Iroha 2 is a complete re-write of Hyperledger Iroha in Rust. As of writing, the two projects are developed concurrently.

In this introduction we outline the differences between the two versions of Iroha and highlight the new features of Iroha 2. It should be of particular interest to those who are already familiar with Iroha but wish to upgrade and start using the newer version.


Note that Iroha 1 and Iroha 2 are not compatible. Both projects are very different in their approaches and implementations as we present in the comparison below.

Among other changes, cryptography and account structures are implemented differently, meaning that users would have to generate new keys and link to their old account through a centralized service and no data from Iroha 1 would be accessible from Iroha 2.

Fault Tolerance

Iroha 2 learned a great deal from the development of the original Iroha. Of particular importance is the new and improved Byzantine-fault-tolerant consensus algorithm: Sumeragi. This new consensus allowed us to expand what could be done on a blockchain without any security risks.

BRIEF 1
What is the name of the consensus algorithm in Iroha 2, according to the Iroha excerpt?

INPUT FOR THIS TASK

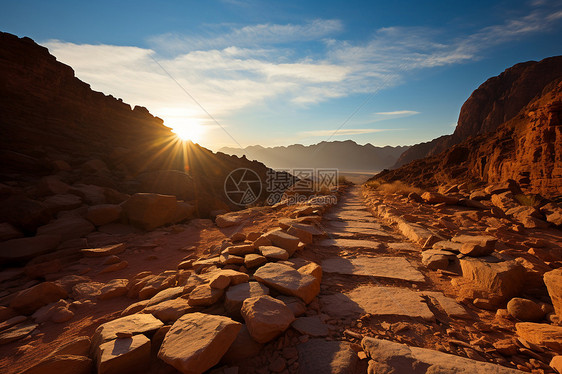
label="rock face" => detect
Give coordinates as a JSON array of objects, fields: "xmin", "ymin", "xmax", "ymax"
[
  {"xmin": 254, "ymin": 263, "xmax": 320, "ymax": 304},
  {"xmin": 373, "ymin": 56, "xmax": 562, "ymax": 197},
  {"xmin": 158, "ymin": 313, "xmax": 242, "ymax": 373},
  {"xmin": 241, "ymin": 295, "xmax": 295, "ymax": 343},
  {"xmin": 394, "ymin": 57, "xmax": 562, "ymax": 167},
  {"xmin": 543, "ymin": 268, "xmax": 562, "ymax": 316}
]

BRIEF 2
Rewrite the rows above, swapping "rock face" for "cliff" and leaving everything else unchanged. Omit the pictures.

WRITTEN ANSWER 1
Sumeragi

WRITTEN ANSWER 2
label="cliff" => detect
Give coordinates as a JSON array of objects, fields: "xmin", "ymin", "xmax", "ymax"
[
  {"xmin": 254, "ymin": 263, "xmax": 320, "ymax": 304},
  {"xmin": 373, "ymin": 56, "xmax": 562, "ymax": 197},
  {"xmin": 158, "ymin": 313, "xmax": 242, "ymax": 373},
  {"xmin": 241, "ymin": 295, "xmax": 295, "ymax": 343},
  {"xmin": 394, "ymin": 57, "xmax": 562, "ymax": 167},
  {"xmin": 543, "ymin": 268, "xmax": 562, "ymax": 316}
]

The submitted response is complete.